Brief -> Transcribe each of the following lines verbatim, with no changes to wording, numbers, or punctuation.

Exercise inputs ->

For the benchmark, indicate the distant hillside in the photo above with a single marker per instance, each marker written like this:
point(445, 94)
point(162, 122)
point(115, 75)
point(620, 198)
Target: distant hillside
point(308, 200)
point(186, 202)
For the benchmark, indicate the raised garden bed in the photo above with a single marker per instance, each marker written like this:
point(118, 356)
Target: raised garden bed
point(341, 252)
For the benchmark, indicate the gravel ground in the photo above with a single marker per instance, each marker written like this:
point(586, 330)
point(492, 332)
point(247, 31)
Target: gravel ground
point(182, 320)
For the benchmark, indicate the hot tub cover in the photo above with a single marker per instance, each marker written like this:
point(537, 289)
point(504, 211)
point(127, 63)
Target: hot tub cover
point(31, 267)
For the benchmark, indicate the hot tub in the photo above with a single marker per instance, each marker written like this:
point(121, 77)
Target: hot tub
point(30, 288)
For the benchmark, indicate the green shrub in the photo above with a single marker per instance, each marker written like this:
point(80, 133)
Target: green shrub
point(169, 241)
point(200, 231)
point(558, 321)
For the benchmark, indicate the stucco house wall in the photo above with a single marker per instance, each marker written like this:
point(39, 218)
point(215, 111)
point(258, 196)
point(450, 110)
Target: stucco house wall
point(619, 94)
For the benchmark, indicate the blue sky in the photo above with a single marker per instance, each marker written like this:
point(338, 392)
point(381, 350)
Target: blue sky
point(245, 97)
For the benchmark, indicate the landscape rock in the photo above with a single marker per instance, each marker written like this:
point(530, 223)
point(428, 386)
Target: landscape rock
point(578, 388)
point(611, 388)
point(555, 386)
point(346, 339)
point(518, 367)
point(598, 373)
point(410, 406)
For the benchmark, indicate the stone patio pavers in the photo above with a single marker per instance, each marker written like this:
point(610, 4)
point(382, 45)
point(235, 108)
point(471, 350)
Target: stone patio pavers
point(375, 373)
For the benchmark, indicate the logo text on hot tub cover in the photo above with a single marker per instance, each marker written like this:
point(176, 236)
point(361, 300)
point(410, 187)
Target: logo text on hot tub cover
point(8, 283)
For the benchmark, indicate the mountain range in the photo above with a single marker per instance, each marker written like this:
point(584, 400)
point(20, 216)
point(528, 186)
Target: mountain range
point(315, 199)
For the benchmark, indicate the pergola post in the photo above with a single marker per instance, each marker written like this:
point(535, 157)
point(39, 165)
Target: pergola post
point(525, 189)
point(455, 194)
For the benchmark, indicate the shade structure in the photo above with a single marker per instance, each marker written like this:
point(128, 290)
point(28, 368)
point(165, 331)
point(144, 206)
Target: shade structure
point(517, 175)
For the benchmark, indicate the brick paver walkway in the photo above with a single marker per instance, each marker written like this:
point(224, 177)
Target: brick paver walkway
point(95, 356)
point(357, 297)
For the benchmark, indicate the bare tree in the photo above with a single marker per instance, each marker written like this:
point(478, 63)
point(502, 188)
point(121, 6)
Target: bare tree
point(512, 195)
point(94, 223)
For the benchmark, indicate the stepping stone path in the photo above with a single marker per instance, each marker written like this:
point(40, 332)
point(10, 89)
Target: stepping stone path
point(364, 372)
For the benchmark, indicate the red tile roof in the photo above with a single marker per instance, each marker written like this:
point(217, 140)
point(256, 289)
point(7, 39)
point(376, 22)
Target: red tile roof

Full solution ->
For the benchmark, indicate the distant hillside in the photo above with a single marker per instance, each marker written like this:
point(445, 94)
point(162, 122)
point(115, 75)
point(620, 198)
Target: distant hillside
point(308, 200)
point(186, 202)
For the benchmark, indicate the raised garden bed in the photo above with a single marker per instance, each marker written like this:
point(118, 356)
Target: raised garden bed
point(341, 252)
For the benchmark, indicate the gravel ground in the photo above with a single marker per instance, each marker written like this:
point(586, 330)
point(492, 332)
point(247, 31)
Target: gravel ground
point(182, 320)
For the benchmark, indicate the hot tub cover in the photo above with a single marker per instance, each marker written like this:
point(537, 289)
point(504, 211)
point(127, 63)
Target: hot tub cover
point(31, 267)
For the benchmark, indicate the hot tub in the photo above with a single marker per instance, each marker written like this:
point(121, 77)
Target: hot tub
point(30, 288)
For the benchmark, indicate the green shrub in the photo above with a single marker per instance, each marker written like this:
point(80, 133)
Target: green shrub
point(169, 241)
point(200, 231)
point(558, 321)
For the benchmark, indicate the stucco house wall in the photo above with a single marker per instance, each marker written like this:
point(39, 218)
point(215, 111)
point(258, 196)
point(450, 110)
Target: stucco house wall
point(619, 94)
For the benchmark, indicate the blue sky in the photo above with a single marker per instance, each marker written like this:
point(338, 392)
point(381, 350)
Target: blue sky
point(245, 97)
For the benchmark, indicate the landscape rock in the photo above with a single marker per instance, each marker written like this:
point(530, 223)
point(428, 386)
Target: landscape rock
point(578, 388)
point(611, 388)
point(555, 386)
point(346, 339)
point(518, 367)
point(598, 373)
point(410, 406)
For the benchmark, indicate the stone patio pavers in the photo above with a single marker per instance, each marker written like this:
point(610, 4)
point(382, 45)
point(235, 108)
point(471, 350)
Target: stone patio pavers
point(375, 373)
For the benchmark, indicate the logo text on hot tub cover in the photo above with a single marker per instance, each marker written like this:
point(176, 236)
point(361, 300)
point(410, 187)
Target: logo text on hot tub cover
point(8, 283)
For the benchmark, indicate the mountain range in the photo above with a single marker per instance, each marker written like this:
point(584, 400)
point(20, 216)
point(528, 186)
Target: mountain range
point(315, 199)
For the benchmark, indicate the pergola post in the photo above with a single marker per instance, each marker written like this:
point(535, 157)
point(39, 165)
Target: pergola post
point(525, 189)
point(455, 194)
For the benchmark, indicate the shade structure in the photo above with a single marker per instance, each marker written like this:
point(128, 290)
point(28, 368)
point(165, 331)
point(144, 206)
Target: shade structure
point(517, 175)
For the benchmark, indicate the brick paver walkway in the photo above with a single marker per instance, each marker written like this:
point(224, 177)
Target: brick paver walkway
point(95, 356)
point(357, 297)
For the benchmark, indicate the bare tree in the photo above with a single marker per instance, each marker written like this:
point(478, 63)
point(502, 188)
point(121, 6)
Target: bare tree
point(512, 195)
point(94, 223)
For the benchmark, indicate the stepping stone path in the photo above with a single marker per instance, each marker written like this:
point(40, 332)
point(10, 89)
Target: stepping stone path
point(364, 372)
For the benchmark, indicate the red tile roof in the photo above with a single marker per instance, each marker written like this:
point(217, 140)
point(256, 289)
point(7, 39)
point(376, 22)
Target: red tile roof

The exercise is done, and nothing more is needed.